DOCUMENT SEGMENT
=== Begin Enclosure ===

Citation: Cao v. The Co-operators, 2023 ONLAT 20-012252/AABS
Licence Appeal Tribunal File Number: 20-012252/AABS
In the matter of an Application pursuant to subsection 280(2) of the Insurance Act, RSO 1990, c I.8., in relation to statutory accident benefits.
Between:
Hui Yong Cao
Applicant
and
The Cooperators
Respondent
DECISION
ADJUDICATOR: Clive Forbes
APPEARANCES:
For the Applicant: Yu Jiang, Paralegal
For the Respondent: Emily A. Schatzker, Counsel
HEARD: By Way of Written Submission.
OVERVIEW
1Hui Yong Cao, the applicant was involved in an automobile accident on March 24, 2019 and sought benefits pursuant to the Statutory Accident Benefits Schedule - Effective September 1, 2010 (including amendments effective June 1, 2016) (“Schedule”). The applicant was denied certain benefits by the respondent, The Co-operators, and submitted an application to the Licence Appeal Tribunal - Automobile Accident Benefits Service (“Tribunal”) for resolution of the dispute.
ISSUES
2The following issues are in dispute:
- Are the applicant’s injuries predominantly minor as defined in s. 3 of the Schedule and therefore subject to treatment within the $3,500.00 limit and in the MIG?
- If the applicant’s injuries are not considered to be predominantly minor: i. Is the applicant entitled to $2,200.00 for psychological assessment recommended by Somatic Assessment & Treatment Clinic as set out in a treatment plan (“OCF-18”) submitted on March 17, 2020?
- Is the applicant entitled to interest on any overdue payment of benefits?
RESULT
3I find that the applicant has not demonstrated that his accident-related impairments warrant removal from the MIG. As the MIG limits have been exhausted, the assessment plan in dispute is not reasonable and necessary and no interest is payable.
The applicant has not demonstrated that his impairments are outside of s. 3 of the Schedule and therefore removal from the MIG is not warranted
4The applicant has not demonstrated that he suffers from chronic pain or a psychological impairment that warrants removal from the MIG.

=== End Enclosure ===

MATERIAL SHOWN

=== Begin Enclosure ===

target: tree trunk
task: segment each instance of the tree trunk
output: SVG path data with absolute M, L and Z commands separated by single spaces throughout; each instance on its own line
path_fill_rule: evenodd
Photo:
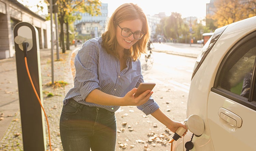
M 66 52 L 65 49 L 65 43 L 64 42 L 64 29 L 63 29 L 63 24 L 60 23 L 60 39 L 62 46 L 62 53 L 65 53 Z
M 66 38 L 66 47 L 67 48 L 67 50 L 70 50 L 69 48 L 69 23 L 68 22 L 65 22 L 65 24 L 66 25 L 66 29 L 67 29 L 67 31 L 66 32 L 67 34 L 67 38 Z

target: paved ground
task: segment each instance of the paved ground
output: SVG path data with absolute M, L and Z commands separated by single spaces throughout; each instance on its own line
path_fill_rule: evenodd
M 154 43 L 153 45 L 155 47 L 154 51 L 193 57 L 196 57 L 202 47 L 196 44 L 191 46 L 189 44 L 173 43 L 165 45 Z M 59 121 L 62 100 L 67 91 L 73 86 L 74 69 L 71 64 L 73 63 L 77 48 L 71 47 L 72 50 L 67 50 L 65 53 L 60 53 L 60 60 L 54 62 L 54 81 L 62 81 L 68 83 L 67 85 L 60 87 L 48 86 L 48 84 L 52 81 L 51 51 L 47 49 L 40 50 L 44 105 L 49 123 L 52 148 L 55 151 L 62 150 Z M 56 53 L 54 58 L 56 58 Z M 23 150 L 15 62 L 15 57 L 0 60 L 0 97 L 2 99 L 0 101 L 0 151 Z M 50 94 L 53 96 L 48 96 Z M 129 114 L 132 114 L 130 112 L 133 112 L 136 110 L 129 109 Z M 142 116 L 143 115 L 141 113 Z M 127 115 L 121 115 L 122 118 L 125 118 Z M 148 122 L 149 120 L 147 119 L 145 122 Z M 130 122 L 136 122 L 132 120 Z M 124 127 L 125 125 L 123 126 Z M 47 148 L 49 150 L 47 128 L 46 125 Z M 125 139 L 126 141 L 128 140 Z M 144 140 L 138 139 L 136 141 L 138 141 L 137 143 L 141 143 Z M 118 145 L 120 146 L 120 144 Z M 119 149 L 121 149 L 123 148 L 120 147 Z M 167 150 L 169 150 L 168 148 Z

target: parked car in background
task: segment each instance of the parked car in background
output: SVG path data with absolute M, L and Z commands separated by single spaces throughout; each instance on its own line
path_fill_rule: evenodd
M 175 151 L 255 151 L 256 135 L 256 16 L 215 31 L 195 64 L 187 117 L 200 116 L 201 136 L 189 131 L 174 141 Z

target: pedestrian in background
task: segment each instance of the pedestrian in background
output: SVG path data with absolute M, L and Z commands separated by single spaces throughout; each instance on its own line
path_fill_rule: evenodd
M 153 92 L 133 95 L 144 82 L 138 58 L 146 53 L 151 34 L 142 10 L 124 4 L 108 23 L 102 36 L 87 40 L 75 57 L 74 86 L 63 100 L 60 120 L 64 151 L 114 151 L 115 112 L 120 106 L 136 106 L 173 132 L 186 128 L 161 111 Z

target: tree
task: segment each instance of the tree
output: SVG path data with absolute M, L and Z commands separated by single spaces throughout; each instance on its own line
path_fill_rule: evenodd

=== End Enclosure ===

PROBLEMS TO WORK ON
- a) Rewrite the passage of the tribunal decision that begins at the words "Citation: Cao v." and stops after "statutory accident benefits.", changing "Insurance Act" to "Insurance Statute".
- b) Carry on the tribunal decision on the accident benefits dispute from its last sentence.

ANSWERS BY ITEM
- a)
Citation: Cao v. The Co-operators, 2023 ONLAT 20-012252/AABS
Licence Appeal Tribunal File Number: 20-012252/AABS
In the matter of an Application pursuant to subsection 280(2) of the Insurance Statute, RSO 1990, c I.8., in relation to statutory accident benefits.

- b)
5Section 18(1) of the Schedule provides that medical and rehabilitation benefits are limited to $3,500.00 if the insured sustains impairments that are predominantly a minor injury in accordance with the MIG. Section 3(1) defines a “minor injury” as “one or more of a sprain, strain, whiplash associated disorder, contusion, abrasion, laceration or subluxation and includes any clinically associated sequelae to such an injury.” An insured may be removed from the MIG if they can establish that their accident-related injuries fall outside of the MIG or, under s. 18(2), that they have a documented pre-existing injury or condition combined with compelling medical evidence stating that the condition precludes recovery if they are kept within the confines of the MIG. The Tribunal has also determined that chronic pain with functional impairment or a psychological impairment may warrant removal from the MIG. In all cases, the burden of proof lies with the applicant on a balance of probabilities.
6The applicant submits that the following factors remove him from the MIG:
a. his chronic pain as a result of the accident; and
b. his psychological impairments.
7To this end, he relies on his OCF-23 Treatment Confirmation Form, the findings of a psychological pre-screening interview from Somatic Assessments & Treatment Clinic and the clinical notes and treatments records from Dr. Leung, his family physician and from Point Grey Physio.
8The respondent submits that the applicant has not met his burden to prove that he suffers from more than minor injuries, that he has developed a chronic pain condition or that he sustained an actual psychological impairment from the accident.
The applicant does not have chronic pain as a result of the accident
9I find the applicant does not suffer from functional impairment as a result of accident-related chronic pain.
10In order to be taken out of the MIG due to chronic pain, the applicant must have been diagnosed with chronic pain syndrome or there must be evidence of severe or functionally disabling pain that is consistent and that affects his day-to-day or work function. The pain must be continuous (in that the initial minor injury never fully healed) and it must be of a severity that it causes suffering and distress accompanied by functional impairment or disability. A diagnosis of chronic pain without any discussion of the level of pain, its effect on the person’s function, or whether the pain is bearable without treatment will not meet the applicant’s burden to show that chronic pain is more than mere sequelae from his soft tissue injuries.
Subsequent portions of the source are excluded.